- Exercise -
Output every line of the entries below as a JSON list of strings, one string per line, with blank lines omitted. Leave out the pictures.

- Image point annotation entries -
┌────────

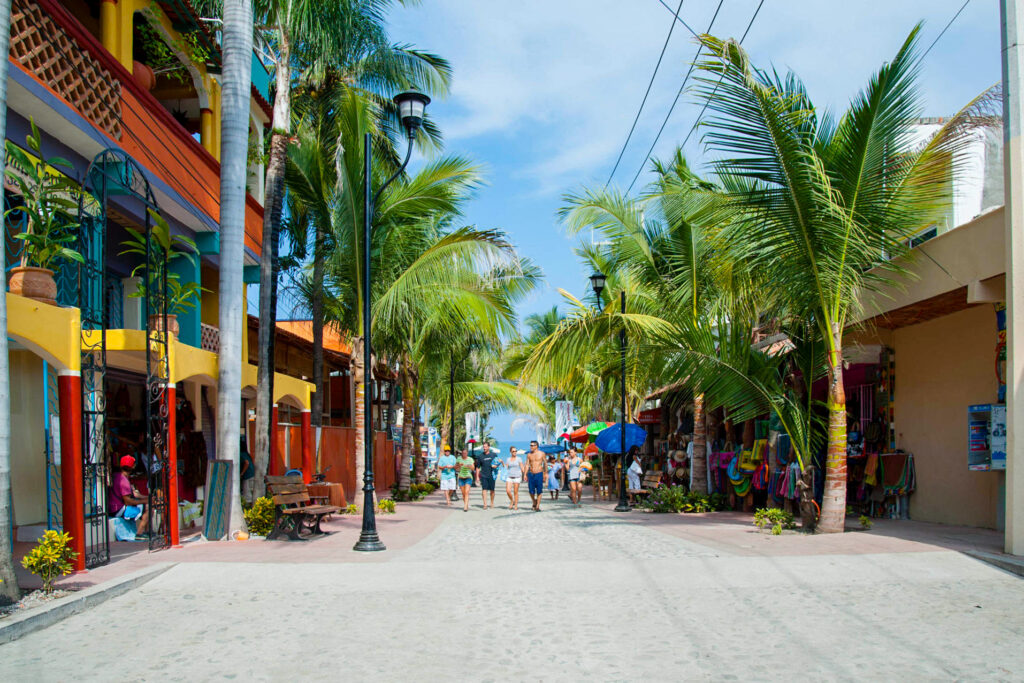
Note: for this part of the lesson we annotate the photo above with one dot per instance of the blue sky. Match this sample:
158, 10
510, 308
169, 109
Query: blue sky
545, 90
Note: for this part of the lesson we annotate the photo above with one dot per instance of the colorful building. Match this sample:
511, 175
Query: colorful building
126, 91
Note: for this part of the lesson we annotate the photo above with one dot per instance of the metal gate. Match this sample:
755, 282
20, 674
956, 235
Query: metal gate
115, 173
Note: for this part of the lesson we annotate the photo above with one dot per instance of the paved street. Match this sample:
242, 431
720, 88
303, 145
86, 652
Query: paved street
566, 593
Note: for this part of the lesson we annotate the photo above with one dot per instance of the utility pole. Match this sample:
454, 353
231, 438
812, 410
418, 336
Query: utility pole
1013, 168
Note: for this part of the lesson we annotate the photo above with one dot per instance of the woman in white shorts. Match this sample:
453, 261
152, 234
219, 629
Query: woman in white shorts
513, 477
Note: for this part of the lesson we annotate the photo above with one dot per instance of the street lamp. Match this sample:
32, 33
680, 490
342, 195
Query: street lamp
597, 281
411, 105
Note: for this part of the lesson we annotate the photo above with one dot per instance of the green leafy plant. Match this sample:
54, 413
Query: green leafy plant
259, 517
166, 249
774, 517
161, 56
49, 201
51, 558
678, 499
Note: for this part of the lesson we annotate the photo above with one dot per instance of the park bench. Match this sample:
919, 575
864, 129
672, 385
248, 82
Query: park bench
293, 512
651, 480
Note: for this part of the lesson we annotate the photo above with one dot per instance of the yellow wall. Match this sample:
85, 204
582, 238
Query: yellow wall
28, 462
942, 367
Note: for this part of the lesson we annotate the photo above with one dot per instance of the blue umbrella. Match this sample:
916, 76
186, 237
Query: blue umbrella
609, 440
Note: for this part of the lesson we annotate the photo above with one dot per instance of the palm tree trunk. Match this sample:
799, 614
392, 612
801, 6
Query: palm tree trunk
358, 376
421, 462
317, 324
8, 587
698, 468
407, 430
834, 504
273, 208
238, 47
711, 430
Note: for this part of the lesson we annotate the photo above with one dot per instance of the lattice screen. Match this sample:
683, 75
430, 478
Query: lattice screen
42, 47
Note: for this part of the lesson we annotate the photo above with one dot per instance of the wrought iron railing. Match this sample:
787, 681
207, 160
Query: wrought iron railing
210, 338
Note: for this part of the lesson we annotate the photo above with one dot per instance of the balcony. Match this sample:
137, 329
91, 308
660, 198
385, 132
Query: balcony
56, 51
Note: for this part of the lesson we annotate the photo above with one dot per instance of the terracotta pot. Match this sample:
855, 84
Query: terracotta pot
143, 75
157, 323
37, 284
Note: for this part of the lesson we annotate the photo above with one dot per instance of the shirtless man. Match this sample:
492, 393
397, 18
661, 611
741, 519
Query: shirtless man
572, 465
537, 471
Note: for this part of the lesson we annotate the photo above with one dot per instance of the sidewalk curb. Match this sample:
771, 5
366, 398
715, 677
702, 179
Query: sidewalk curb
14, 627
1006, 562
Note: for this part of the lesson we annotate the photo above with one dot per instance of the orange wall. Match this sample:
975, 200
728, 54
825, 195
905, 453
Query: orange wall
942, 367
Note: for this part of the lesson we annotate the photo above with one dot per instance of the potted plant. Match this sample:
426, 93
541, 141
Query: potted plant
49, 201
166, 249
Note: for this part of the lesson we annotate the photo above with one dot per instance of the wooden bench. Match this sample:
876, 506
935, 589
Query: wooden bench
293, 512
651, 480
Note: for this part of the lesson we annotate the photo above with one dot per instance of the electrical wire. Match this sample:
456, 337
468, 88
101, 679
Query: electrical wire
679, 18
943, 32
680, 92
657, 66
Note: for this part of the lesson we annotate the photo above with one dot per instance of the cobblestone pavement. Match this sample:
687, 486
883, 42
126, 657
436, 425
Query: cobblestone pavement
563, 594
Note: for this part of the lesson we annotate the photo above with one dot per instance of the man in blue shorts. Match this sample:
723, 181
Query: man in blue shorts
537, 470
486, 464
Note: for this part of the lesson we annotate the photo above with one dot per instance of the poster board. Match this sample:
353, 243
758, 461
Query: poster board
218, 500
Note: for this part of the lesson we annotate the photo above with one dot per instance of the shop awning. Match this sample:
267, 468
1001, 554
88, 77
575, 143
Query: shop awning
651, 417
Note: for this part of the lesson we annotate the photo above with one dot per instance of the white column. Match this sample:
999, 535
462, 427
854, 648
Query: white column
1013, 156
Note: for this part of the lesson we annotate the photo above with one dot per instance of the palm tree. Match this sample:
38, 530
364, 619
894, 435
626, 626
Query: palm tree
8, 582
821, 202
314, 39
235, 123
417, 319
325, 174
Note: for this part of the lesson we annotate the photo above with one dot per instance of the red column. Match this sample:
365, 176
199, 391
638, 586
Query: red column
171, 498
72, 500
273, 468
307, 446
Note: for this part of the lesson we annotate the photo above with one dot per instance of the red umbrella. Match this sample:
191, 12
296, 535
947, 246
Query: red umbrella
579, 436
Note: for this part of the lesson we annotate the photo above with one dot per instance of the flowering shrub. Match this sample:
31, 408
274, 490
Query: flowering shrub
51, 558
678, 499
259, 517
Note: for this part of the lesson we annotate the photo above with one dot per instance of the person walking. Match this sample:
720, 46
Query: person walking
572, 469
486, 467
513, 477
537, 468
445, 465
554, 477
466, 468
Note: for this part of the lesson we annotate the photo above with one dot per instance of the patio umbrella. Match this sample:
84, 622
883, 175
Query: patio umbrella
579, 436
610, 438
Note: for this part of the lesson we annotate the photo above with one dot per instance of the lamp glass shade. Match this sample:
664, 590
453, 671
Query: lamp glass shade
411, 107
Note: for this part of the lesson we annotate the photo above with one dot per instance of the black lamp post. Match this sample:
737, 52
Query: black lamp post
411, 105
597, 282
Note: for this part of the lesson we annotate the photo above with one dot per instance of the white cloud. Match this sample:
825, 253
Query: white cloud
559, 81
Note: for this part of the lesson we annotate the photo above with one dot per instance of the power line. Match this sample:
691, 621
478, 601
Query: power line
679, 18
660, 56
943, 32
695, 121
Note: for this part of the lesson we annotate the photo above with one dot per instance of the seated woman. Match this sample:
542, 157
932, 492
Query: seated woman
125, 504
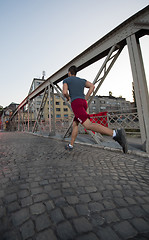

└────────

- Written answer -
[
  "Note: for this part of the lesson we annotate the photo above with one dot per instance of the blue sky. Match this sample:",
  "158, 10",
  "510, 308",
  "169, 109",
  "Query: blue sky",
  "545, 90",
  "Note: for this part of the lesson we annotate the photo above with one dot per instance of the colorful building. Match this sample:",
  "511, 175",
  "Query: colorful building",
  "126, 91",
  "Note: for this part of the lesson we annotate the photo above with one dot per instance of the metal gate. Match this sample:",
  "755, 282",
  "20, 674",
  "956, 235",
  "Query: metal gate",
  "115, 173",
  "Note: for this part of the lesson we annotate the photo above with one dot per instance of the paved street. Match this sample:",
  "242, 431",
  "720, 88",
  "303, 145",
  "86, 652",
  "Query: paved street",
  "566, 593",
  "Note: for this part of the lesson we annotate the photo above with one dot per instance of the utility pole. Match this sample:",
  "454, 353",
  "231, 438",
  "812, 410",
  "418, 336",
  "Query: utility pole",
  "1013, 168",
  "Note: for this part of the lesson we annotate the photo above with one dot per instance of the woman in white shorts. Match this sample:",
  "453, 261",
  "152, 234",
  "219, 629",
  "Query: woman in white shorts",
  "513, 477",
  "Note: for this part of the lesson we annotate the photo above with one dot per instance of the street lamp. Match this sample:",
  "32, 33",
  "680, 490",
  "342, 195",
  "Query: street lamp",
  "597, 281",
  "411, 105",
  "Note: for this part of the lesson we annotate the photo above with one dot per instance of the green leafy plant. Match this sample:",
  "54, 413",
  "Query: green leafy plant",
  "259, 517",
  "166, 249",
  "774, 517",
  "161, 56",
  "49, 201",
  "51, 558",
  "678, 499",
  "Note: for this part of the lesson we annotate the photo above with one dot per instance of the park bench. Match this sample:",
  "919, 575",
  "864, 129",
  "672, 385",
  "248, 82",
  "Query: park bench",
  "293, 512",
  "651, 480",
  "Note: for this part of the lesson we annotate the photo above with one dot per instance of the yellow wall. Match this sample:",
  "85, 204",
  "582, 238",
  "Query: yellow wall",
  "28, 462",
  "942, 367",
  "Note: for this part of the lesson we annotate the photo above with one dot per instance of the blue umbrella. Match this sample:",
  "916, 76",
  "186, 237",
  "Query: blue umbrella",
  "609, 440",
  "Note: for this part of the lesson we annotate the photo above with one dot per instance of the palm tree trunk. Match this sample:",
  "799, 614",
  "392, 612",
  "801, 6",
  "Query: palm tree trunk",
  "358, 376",
  "421, 462",
  "317, 324",
  "8, 587",
  "698, 468",
  "407, 430",
  "834, 504",
  "273, 208",
  "238, 47",
  "711, 430",
  "Note: for this part of the lesson we annotate the photo above with one dot per instance of the lattice screen. Match this sample:",
  "683, 75",
  "430, 478",
  "Query: lattice screen",
  "42, 47",
  "Note: for this part of the lesson we annotate the photo above with one dot per instance of the wrought iron railing. Match this sample:",
  "787, 681",
  "207, 160",
  "Query: wrought iron railing",
  "210, 338",
  "Note: for this part of the lesson we annotate the photo above with one dot per instance of the balcony. Match this sample:",
  "137, 329",
  "91, 308",
  "660, 198",
  "385, 132",
  "Query: balcony",
  "56, 51",
  "Note: for this part of the lesson we annotate the photo above with one dot per instance of the terracotta pot. Match this sample:",
  "855, 84",
  "Query: terracotta pot",
  "143, 75",
  "157, 323",
  "37, 284",
  "Note: for this part of the lesson we annotate the photo above with one dot per instance of the shirtless man. Match this sample:",
  "492, 393",
  "397, 18",
  "661, 611",
  "741, 519",
  "Query: shirtless man",
  "572, 465",
  "537, 471",
  "Note: for this part of the lesson we annotate the photo above with one dot per instance of the sidewalk curb. Match this sample:",
  "771, 5",
  "366, 398",
  "715, 677",
  "702, 179",
  "Query: sidewalk curb",
  "14, 627",
  "1006, 562",
  "Note: for this part of the lesson we annotate the photo above with one dot per instance of the orange wall. Match this sample:",
  "975, 200",
  "728, 54",
  "825, 195",
  "905, 453",
  "Query: orange wall",
  "942, 367",
  "Note: for this part of the lesson we annotate the photo above with one dot per instance of the potted plant. Match this sample:",
  "426, 93",
  "541, 141",
  "Query: potted plant",
  "49, 201",
  "166, 249",
  "Note: for this part of the lesson we annotate the photo above with one dot per instance of the wooden bench. Match this sample:",
  "876, 506",
  "935, 589",
  "Query: wooden bench",
  "293, 512",
  "651, 480",
  "Note: for this part of the lesson we annotate the photo above with one dot per instance of the electrical wire. Match this sample:",
  "456, 337",
  "468, 88",
  "101, 679",
  "Query: electrical wire",
  "679, 18",
  "943, 32",
  "680, 92",
  "657, 66",
  "Note: for this part of the lesson we annotate the photo above with one dot per instance of the cobblestone pavement. Match this sample:",
  "687, 486",
  "883, 42",
  "126, 657",
  "436, 425",
  "Query: cobblestone pavement",
  "563, 594",
  "Note: for this part of the lesson we annotate the photo above with one dot per instance of the man in blue shorts. Match this sample:",
  "723, 181",
  "Query: man in blue shorts",
  "537, 470",
  "486, 464",
  "Note: for this part of the lesson we annotate the photo above with one dot per instance of the poster board. Match this sample:",
  "353, 243",
  "758, 461",
  "Query: poster board",
  "218, 500",
  "Note: for this part of the lesson we annotate the photo above with one dot per instance of the shop awning. Match this sample:",
  "267, 468",
  "1001, 554",
  "88, 77",
  "575, 143",
  "Query: shop awning",
  "651, 417",
  "Note: for this part of the lesson we annotate the photo above with one dot per instance of the white column. Match this sample:",
  "999, 535",
  "462, 427",
  "854, 648",
  "Query: white column",
  "1013, 156",
  "Note: for this part of the lesson we annotate the photo above with one dot per instance of the palm tree. Match this sample:",
  "38, 530",
  "364, 619",
  "894, 435",
  "626, 626",
  "Query: palm tree",
  "8, 582",
  "821, 202",
  "314, 39",
  "235, 123",
  "417, 319",
  "325, 174",
  "Note: for this part of the lesson we annotate the photo above with one dot per instance of the red column. Match this sample:",
  "365, 176",
  "199, 391",
  "638, 586",
  "Query: red column",
  "171, 498",
  "72, 500",
  "273, 468",
  "307, 446",
  "Note: for this part of the lesson we annotate the photo above with one dot per instance of the red umbrella. Match this sample:",
  "191, 12",
  "296, 535",
  "947, 246",
  "Query: red umbrella",
  "579, 436",
  "Note: for this part of the lesson we annotate the photo above with one dot per instance of the flowering shrub. Match this sample:",
  "31, 408",
  "274, 490",
  "Query: flowering shrub",
  "51, 558",
  "678, 499",
  "259, 517",
  "Note: for this part of the lesson we annotate the photo above with one dot per instance of the person walking. Match this sample:",
  "720, 46",
  "Query: person walking",
  "572, 469",
  "486, 467",
  "513, 477",
  "537, 468",
  "445, 465",
  "554, 477",
  "466, 468",
  "Note: for this part of the lesson we annotate the photo above with one dot per instance of the patio umbrella. Match this sample:",
  "84, 622",
  "883, 175",
  "Query: patio umbrella",
  "579, 436",
  "610, 438",
  "Note: for this part of the lesson we annotate the photo above with one dot per instance of the lamp glass shade. Match this sample:",
  "664, 590",
  "453, 671",
  "Query: lamp glass shade",
  "411, 107",
  "Note: for this part of the lesson we annotate the photo above with one dot per instance of the black lamp post. Match this sample:",
  "737, 52",
  "Query: black lamp post",
  "411, 105",
  "597, 282",
  "Note: for this part of the lesson we annotate the photo above with one dot per instance of the white cloud. Match this sample:",
  "825, 253",
  "Query: white cloud",
  "559, 81",
  "Note: for this part of the lesson we annotate the photo above with one dot per instance of the power line. Match this sample:",
  "691, 621",
  "478, 601",
  "Query: power line",
  "679, 18",
  "660, 56",
  "943, 32",
  "695, 121",
  "Note: for this part of the lesson we annotate the photo above with one dot per instance of the seated woman. Match this sample:",
  "542, 157",
  "932, 492",
  "Query: seated woman",
  "125, 504"
]